-- start of Document --

- Official series poster
- Thai: Endless Love – รักหมดใจ
- Genre: Romance; Drama;
- Created by: GMMTV
- Based on: Endless Love (2010 Taiwanese TV series)
- Directed by: Ekkasit Trakulkasemsuk
- Starring: Thanat Lowkhunsombat; Violette Wautier;
- Country of origin: Thailand
- Original language: Thai
- No. of episodes: 15

Production
- Running time: 50 minutes
- Production companies: GMMTV; Keng Kwang Kang;

Original release
- Network: GMM 25; LINE TV;
- Release: 11 August – 17 November 2019

= Endless Love (2019 TV series) =

2019 Thai television series

Endless Love (Endless Love – รักหมดใจ; Endless Love – rtgs) is a 2019 Thai television series adaptation of the 2010 Taiwanese drama of the same title "Endless Love", starring Thanat Lowkhunsombat (Lee) and Violette Wautier.

-- end of Document --

Given problem a
Format the records from the line with "hat? Each instance should receive its own outline." up to and including the line with "[[[197,100],[197,104],[199,104],[200,102],[199,100]]]" as a JSON list of strings, one string per line, skipping any blank lines.
The records that follow have no connection to the page on Endless Love.

-- start of Records provided --

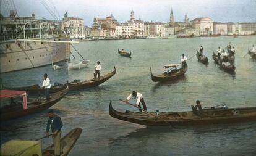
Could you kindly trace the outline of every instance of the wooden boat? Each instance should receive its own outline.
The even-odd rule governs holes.
[[[207,109],[204,109],[201,117],[195,115],[192,111],[163,112],[153,116],[145,112],[118,112],[113,108],[110,101],[109,113],[121,120],[147,126],[187,126],[256,121],[256,107]],[[155,112],[151,113],[156,114]]]
[[[152,74],[152,69],[150,67],[150,75],[152,81],[153,82],[170,81],[184,75],[186,72],[187,72],[187,64],[186,64],[184,69],[181,69],[181,68],[179,69],[177,69],[176,67],[179,65],[179,64],[171,64],[169,65],[164,66],[165,68],[175,67],[175,69],[173,69],[170,71],[170,72],[164,72],[164,73],[159,75],[158,76],[154,76]]]
[[[82,129],[76,128],[61,139],[61,147],[63,150],[63,153],[61,154],[61,156],[66,156],[69,154],[81,133]],[[43,156],[54,155],[54,146],[53,144],[43,150]]]
[[[131,57],[131,56],[132,56],[132,52],[129,53],[129,52],[127,52],[126,51],[122,52],[121,51],[119,50],[119,49],[118,49],[118,53],[121,56],[124,56],[124,57]]]
[[[54,70],[61,69],[63,67],[63,66],[57,65],[53,65],[52,68]]]
[[[114,70],[108,73],[104,76],[100,76],[100,79],[90,79],[87,81],[73,81],[68,83],[69,86],[69,89],[70,91],[77,90],[77,89],[87,89],[90,87],[97,86],[101,83],[104,83],[105,81],[107,81],[109,78],[111,78],[113,76],[114,76],[116,73],[116,67],[114,65]]]
[[[83,60],[79,63],[69,63],[69,70],[84,68],[89,65],[89,62],[90,60]]]
[[[208,64],[208,57],[203,55],[201,56],[198,51],[197,51],[197,57],[198,59],[199,62],[203,64]]]
[[[54,93],[58,91],[61,91],[66,88],[67,86],[67,84],[58,84],[55,83],[54,86],[51,86],[50,88],[50,93]],[[4,89],[9,89],[9,90],[16,90],[16,91],[23,91],[27,92],[28,94],[45,94],[45,89],[41,88],[38,84],[32,85],[29,86],[24,86],[24,87],[17,87],[17,88],[11,88],[11,87],[6,87],[2,86]]]
[[[65,95],[67,94],[68,92],[69,87],[67,87],[62,91],[51,94],[49,102],[46,101],[45,99],[28,99],[27,104],[27,108],[24,108],[24,106],[22,107],[22,105],[20,105],[19,104],[17,104],[15,105],[12,106],[8,105],[8,107],[4,107],[0,109],[1,120],[4,121],[12,118],[16,118],[27,115],[35,113],[43,110],[46,110],[62,99]],[[1,99],[2,101],[6,99],[8,101],[6,101],[6,102],[9,101],[9,99]],[[4,102],[2,102],[3,104],[4,103]]]
[[[256,51],[252,52],[250,49],[248,49],[248,54],[252,57],[252,59],[256,59]]]
[[[233,62],[232,61],[230,61],[230,63],[228,65],[225,65],[225,63],[222,62],[221,60],[219,61],[219,57],[218,55],[215,54],[215,53],[213,52],[213,58],[215,62],[215,64],[217,64],[219,65],[221,69],[223,69],[227,72],[234,72],[236,70],[236,67],[234,65],[234,56],[233,56],[234,58]]]

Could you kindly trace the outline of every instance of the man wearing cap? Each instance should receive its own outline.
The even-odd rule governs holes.
[[[47,121],[46,136],[49,136],[49,129],[51,126],[53,134],[53,142],[54,145],[54,155],[61,155],[61,128],[63,126],[61,118],[54,115],[53,110],[48,112],[49,118]],[[62,151],[61,151],[62,152]]]
[[[186,62],[187,60],[187,57],[185,56],[184,54],[182,54],[182,56],[181,58],[181,68],[184,69],[185,65],[186,65]]]
[[[195,107],[194,105],[191,105],[193,113],[197,115],[202,117],[203,113],[203,110],[202,108],[201,102],[199,100],[197,100],[196,103],[197,105]],[[198,110],[197,110],[197,109]]]
[[[95,73],[94,74],[94,79],[97,78],[98,75],[98,79],[100,79],[100,70],[101,69],[101,67],[100,64],[100,61],[97,62],[97,64],[95,65]]]
[[[51,88],[51,83],[50,80],[48,78],[48,75],[47,73],[45,73],[43,75],[43,81],[42,88],[45,89],[45,97],[46,100],[49,102],[49,89]]]
[[[147,106],[146,106],[146,104],[145,104],[145,101],[144,101],[144,98],[143,97],[143,96],[142,94],[139,93],[139,92],[137,92],[135,91],[132,91],[132,93],[130,94],[127,98],[126,98],[126,99],[125,100],[126,102],[128,102],[129,100],[130,99],[130,97],[132,97],[132,96],[134,98],[137,99],[137,102],[136,102],[136,105],[139,107],[139,108],[142,108],[140,107],[140,102],[143,105],[143,109],[145,110],[147,110]],[[142,110],[141,109],[139,109],[139,110],[140,111],[140,112],[142,112]]]

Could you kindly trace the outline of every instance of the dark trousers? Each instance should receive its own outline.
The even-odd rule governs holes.
[[[49,88],[45,88],[45,98],[49,101]]]
[[[144,98],[142,98],[140,99],[140,102],[138,105],[138,107],[141,109],[142,107],[140,106],[140,103],[142,104],[143,109],[145,110],[147,110],[147,106],[146,106],[146,104],[145,104]],[[141,109],[139,109],[139,110],[140,111],[140,112],[142,112],[142,110]]]
[[[95,73],[94,74],[94,78],[96,79],[97,78],[98,74],[98,78],[100,79],[100,70],[95,70]]]
[[[185,66],[186,65],[186,61],[183,61],[181,62],[181,68],[184,69]]]

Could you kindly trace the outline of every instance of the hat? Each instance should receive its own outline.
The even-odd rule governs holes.
[[[53,109],[49,109],[48,111],[48,113],[53,113]]]
[[[197,100],[197,104],[199,104],[200,102],[199,100]]]

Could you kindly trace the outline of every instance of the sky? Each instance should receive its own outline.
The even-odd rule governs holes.
[[[1,12],[7,15],[6,1],[1,0]],[[136,19],[166,23],[173,9],[175,21],[184,21],[185,14],[189,20],[208,17],[220,22],[256,22],[256,0],[13,0],[20,17],[53,19],[42,4],[45,1],[61,19],[67,10],[68,17],[79,17],[85,25],[92,27],[93,18],[105,18],[111,14],[120,23],[130,19],[134,11]],[[10,6],[10,5],[9,5]],[[9,7],[12,7],[11,6]],[[55,9],[54,9],[55,8]],[[56,11],[57,10],[57,11]]]

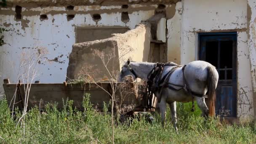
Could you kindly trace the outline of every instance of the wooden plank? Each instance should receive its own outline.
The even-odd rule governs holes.
[[[115,94],[115,100],[122,104],[122,107],[133,105],[133,107],[139,108],[141,109],[141,104],[143,103],[141,101],[143,100],[143,98],[137,99],[133,89],[134,85],[132,83],[125,83],[124,86],[122,85],[123,84],[117,84],[117,89]],[[107,89],[108,87],[109,88],[109,83],[99,84],[108,91],[112,91],[111,89]],[[16,85],[16,84],[4,84],[4,88],[9,102],[10,102],[13,96]],[[17,95],[17,96],[20,95],[21,98],[17,100],[24,103],[25,100],[24,86],[26,86],[26,85],[19,84],[18,85],[20,94]],[[126,94],[121,94],[121,92],[124,92]],[[65,83],[64,84],[32,84],[29,93],[28,109],[30,109],[35,106],[39,107],[41,100],[42,101],[40,107],[43,109],[45,108],[45,104],[47,103],[54,102],[58,103],[58,108],[61,109],[63,107],[63,101],[66,101],[68,98],[68,99],[73,101],[74,107],[79,109],[83,109],[82,101],[85,93],[91,94],[91,102],[95,108],[99,109],[102,110],[103,108],[104,102],[108,103],[111,100],[110,96],[107,92],[93,84],[87,84],[85,86],[81,85],[80,84],[70,85]],[[21,104],[24,104],[20,101],[17,104],[20,109],[23,108],[24,105]]]

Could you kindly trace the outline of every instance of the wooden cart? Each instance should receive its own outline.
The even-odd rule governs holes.
[[[8,79],[5,79],[4,83],[3,88],[8,104],[12,106],[14,102],[14,107],[18,107],[19,109],[23,109],[25,96],[24,87],[26,84],[11,84]],[[147,102],[149,100],[145,91],[136,91],[132,83],[125,83],[125,86],[122,85],[124,83],[116,84],[117,88],[115,93],[115,103],[120,104],[122,107],[131,106],[133,111],[155,111],[157,103],[156,97],[153,97],[150,100],[152,101],[152,105],[149,106]],[[102,111],[104,103],[108,103],[111,101],[111,96],[109,94],[112,93],[111,86],[111,84],[107,83],[97,84],[69,84],[66,82],[63,83],[32,84],[27,108],[29,109],[37,106],[38,107],[40,107],[43,110],[46,104],[56,102],[57,108],[61,109],[64,107],[64,103],[68,99],[73,101],[74,107],[83,110],[83,97],[85,93],[88,93],[90,94],[91,102],[94,107],[99,111]],[[14,101],[15,91],[16,95]]]

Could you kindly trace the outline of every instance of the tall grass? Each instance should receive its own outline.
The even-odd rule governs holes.
[[[37,107],[28,112],[26,117],[25,133],[20,126],[15,128],[21,113],[16,111],[11,118],[6,100],[0,101],[0,142],[6,144],[109,144],[111,143],[111,115],[94,111],[86,95],[83,102],[85,108],[80,112],[72,108],[72,101],[65,104],[61,111],[56,104],[48,104],[45,112]],[[143,117],[127,123],[115,125],[115,143],[255,143],[256,123],[240,125],[221,124],[217,120],[205,120],[198,107],[190,111],[189,103],[178,103],[179,133],[176,133],[170,122],[162,127],[160,117],[147,122]]]

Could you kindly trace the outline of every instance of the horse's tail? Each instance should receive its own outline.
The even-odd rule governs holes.
[[[215,68],[212,65],[208,67],[207,87],[209,99],[209,115],[213,116],[215,115],[215,101],[216,100],[216,80],[214,75]]]

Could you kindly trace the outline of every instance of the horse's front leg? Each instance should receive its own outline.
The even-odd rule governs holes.
[[[176,115],[176,101],[173,101],[169,104],[171,115],[171,122],[173,125],[175,131],[178,133],[177,128],[177,115]]]
[[[206,106],[206,104],[205,104],[205,98],[198,96],[195,96],[195,97],[198,107],[202,110],[203,116],[204,117],[208,117],[208,115],[209,115],[209,109],[207,106]]]
[[[165,123],[165,116],[166,115],[166,102],[165,99],[162,98],[161,101],[159,103],[159,109],[161,113],[161,121],[162,125],[164,127]]]

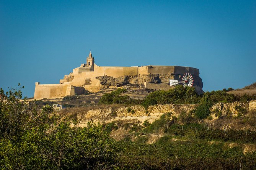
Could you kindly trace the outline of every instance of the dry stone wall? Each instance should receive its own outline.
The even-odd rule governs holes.
[[[128,111],[128,109],[129,111]],[[122,106],[117,109],[116,112],[116,115],[119,117],[149,115],[148,114],[146,113],[146,110],[144,107],[140,105],[135,105],[130,107]]]
[[[216,103],[212,106],[210,109],[210,111],[212,113],[221,112],[222,114],[231,116],[236,116],[240,112],[241,112],[241,109],[246,110],[248,109],[247,103],[235,101],[232,103]]]
[[[157,104],[150,106],[147,110],[140,105],[135,105],[131,106],[122,106],[115,111],[111,107],[103,109],[97,109],[90,110],[87,112],[85,116],[86,119],[92,118],[100,119],[115,113],[119,117],[125,116],[148,116],[150,114],[166,113],[171,112],[178,115],[179,110],[186,110],[187,111],[191,111],[195,108],[198,104],[180,104],[175,105],[174,104]],[[216,113],[221,112],[222,115],[225,115],[230,116],[237,116],[241,113],[241,109],[244,111],[256,110],[256,100],[251,101],[249,103],[243,103],[236,101],[232,103],[216,103],[210,109],[213,117]]]
[[[256,100],[252,100],[249,102],[249,110],[250,111],[256,110]]]

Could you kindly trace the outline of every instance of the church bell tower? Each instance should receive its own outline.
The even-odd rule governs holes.
[[[87,67],[91,67],[94,65],[94,58],[91,55],[90,51],[89,56],[87,57],[86,59],[86,65]]]

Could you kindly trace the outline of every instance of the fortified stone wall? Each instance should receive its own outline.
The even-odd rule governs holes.
[[[56,84],[39,84],[36,83],[34,98],[62,98],[68,95],[75,95],[74,87],[68,83]]]
[[[73,90],[73,87],[82,87],[91,92],[97,92],[111,86],[117,87],[128,84],[143,85],[145,82],[147,88],[167,90],[171,88],[169,85],[170,79],[174,79],[180,82],[183,75],[186,73],[192,75],[194,86],[199,94],[204,93],[202,79],[199,77],[199,70],[196,68],[161,66],[101,67],[95,64],[94,60],[90,52],[87,57],[87,64],[82,64],[81,67],[73,69],[72,73],[65,75],[63,79],[60,80],[59,84],[36,85],[34,99],[61,98],[68,95],[80,94],[83,91],[78,88],[74,88]],[[90,64],[92,65],[89,64],[89,60]],[[101,78],[102,77],[103,78]],[[111,79],[114,81],[105,83],[102,81],[105,77],[112,77],[108,81]],[[155,84],[151,84],[152,83]]]
[[[250,111],[256,110],[256,100],[252,100],[249,102],[249,109]]]

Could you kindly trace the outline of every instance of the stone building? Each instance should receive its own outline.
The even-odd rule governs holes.
[[[180,81],[183,75],[190,73],[193,77],[193,86],[199,93],[204,93],[199,70],[179,66],[146,66],[133,67],[100,66],[94,63],[90,51],[86,64],[65,75],[59,84],[36,83],[34,98],[62,98],[81,95],[86,90],[97,92],[106,88],[127,85],[139,85],[141,88],[168,90],[172,88],[169,79]]]

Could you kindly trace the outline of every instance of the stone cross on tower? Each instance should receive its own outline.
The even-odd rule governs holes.
[[[94,58],[93,57],[90,51],[89,56],[87,57],[86,59],[86,64],[87,67],[90,67],[90,66],[93,66],[94,65]]]

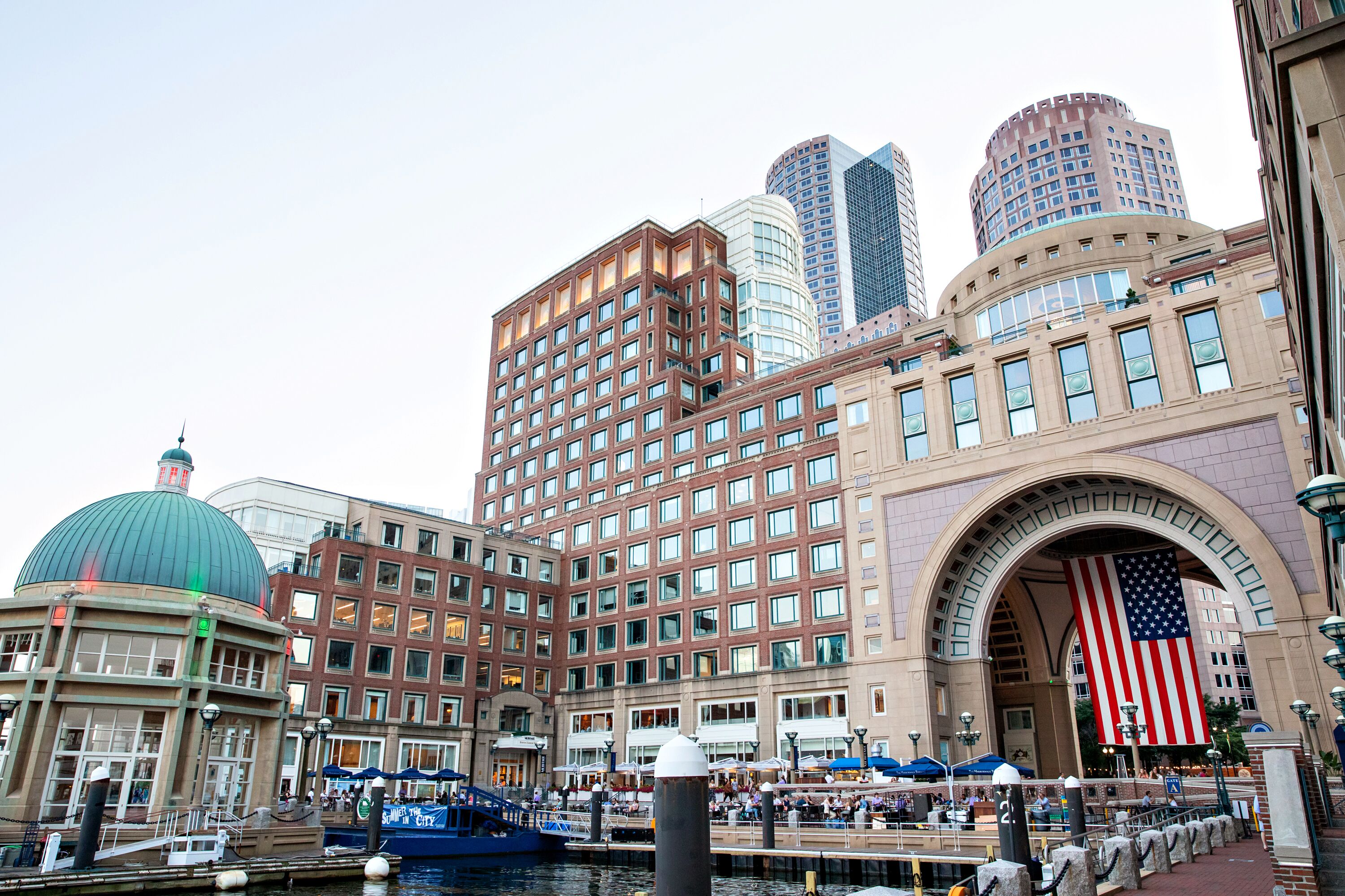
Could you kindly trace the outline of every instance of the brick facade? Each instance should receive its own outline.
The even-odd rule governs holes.
[[[1256,799],[1260,806],[1262,840],[1271,853],[1271,868],[1275,872],[1275,885],[1283,887],[1286,896],[1319,896],[1317,869],[1313,862],[1280,860],[1275,854],[1275,806],[1267,797],[1266,787],[1266,750],[1289,750],[1294,755],[1294,767],[1301,775],[1307,775],[1307,811],[1311,814],[1311,825],[1318,830],[1328,827],[1326,810],[1322,806],[1321,794],[1313,786],[1315,768],[1307,756],[1303,742],[1298,735],[1275,732],[1266,735],[1248,735],[1247,754],[1248,764],[1252,770],[1252,780],[1256,787]]]

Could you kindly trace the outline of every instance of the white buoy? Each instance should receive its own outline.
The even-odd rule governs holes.
[[[215,875],[215,889],[242,889],[247,885],[247,872],[241,869],[222,870]]]
[[[382,856],[374,856],[364,862],[364,877],[369,880],[387,880],[390,872],[391,868],[389,868],[387,860]]]

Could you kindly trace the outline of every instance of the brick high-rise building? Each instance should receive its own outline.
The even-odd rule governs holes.
[[[1171,132],[1135,121],[1120,99],[1060,94],[1026,106],[986,141],[971,181],[976,253],[1053,222],[1099,212],[1188,218]]]
[[[771,164],[765,191],[799,215],[823,337],[897,306],[925,313],[911,163],[896,144],[865,156],[831,134],[804,140]]]
[[[831,382],[861,357],[756,375],[724,246],[646,220],[495,314],[476,501],[564,552],[557,763],[679,727],[712,759],[846,751]]]
[[[1313,473],[1345,472],[1345,8],[1328,0],[1233,3],[1247,109],[1260,144],[1290,345],[1302,372],[1297,414],[1307,424]],[[1330,607],[1345,604],[1345,553],[1318,527]],[[1314,649],[1325,642],[1317,642]]]

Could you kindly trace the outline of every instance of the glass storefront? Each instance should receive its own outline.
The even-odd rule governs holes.
[[[108,814],[144,818],[153,802],[163,732],[163,711],[66,707],[43,789],[42,818],[78,823],[89,776],[100,766],[110,775]]]
[[[210,763],[202,803],[235,815],[246,814],[253,782],[257,721],[226,716],[210,732]]]

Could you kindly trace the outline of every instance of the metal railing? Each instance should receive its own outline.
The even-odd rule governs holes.
[[[125,819],[109,822],[102,826],[98,834],[98,849],[116,849],[120,844],[129,842],[129,838],[125,837],[126,834],[136,834],[134,841],[175,837],[183,821],[186,818],[180,810],[165,809],[151,813],[145,815],[144,821],[139,822],[128,822]]]
[[[681,293],[677,293],[677,292],[674,292],[671,289],[667,289],[666,286],[659,286],[658,283],[654,285],[654,294],[655,296],[667,296],[671,301],[678,302],[681,305],[690,305],[691,304],[687,298],[683,298],[683,296]]]
[[[356,544],[364,544],[366,543],[364,533],[363,532],[355,532],[354,529],[336,529],[336,528],[332,528],[332,529],[319,529],[317,532],[313,532],[313,537],[309,539],[309,543],[317,541],[320,539],[336,539],[339,541],[355,541]]]
[[[277,572],[288,572],[289,575],[301,575],[309,579],[321,578],[323,570],[320,563],[295,563],[292,560],[285,560],[277,563],[276,566],[266,567],[266,575],[276,575]]]
[[[968,822],[970,823],[970,822]],[[881,825],[881,827],[878,826]],[[863,827],[843,818],[830,818],[827,821],[800,821],[798,826],[791,825],[787,818],[775,821],[775,845],[777,848],[803,848],[804,837],[812,841],[808,848],[819,848],[816,841],[833,841],[843,849],[870,849],[872,852],[889,852],[893,849],[939,849],[960,850],[968,840],[962,830],[962,823],[923,825],[912,822],[882,822],[868,821]],[[990,837],[989,832],[982,832]],[[761,840],[760,821],[712,821],[710,838],[718,836],[721,840],[736,840],[740,845],[757,846]],[[746,837],[746,842],[742,840]],[[979,844],[982,837],[974,840]],[[933,841],[933,842],[931,842]],[[959,857],[962,861],[964,857]],[[966,857],[970,861],[970,857]],[[948,856],[937,861],[950,861]]]

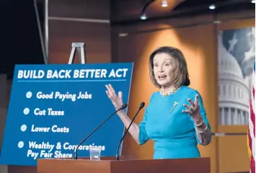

-- end of Records provided --

Given problem b
Name every person the page on Endless Love mentions by full name.

Correct response a
[
  "Could you kindly trace the outline of every instance of the hat? Each instance should receive its own outline.",
  "The even-odd rule governs holes.",
  "[[[53,109],[49,109],[48,111],[48,113],[53,113]]]",
  "[[[197,100],[197,104],[199,104],[200,102],[199,100]]]"
]

Correct response b
Ekkasit Trakulkasemsuk, Thanat Lowkhunsombat, Violette Wautier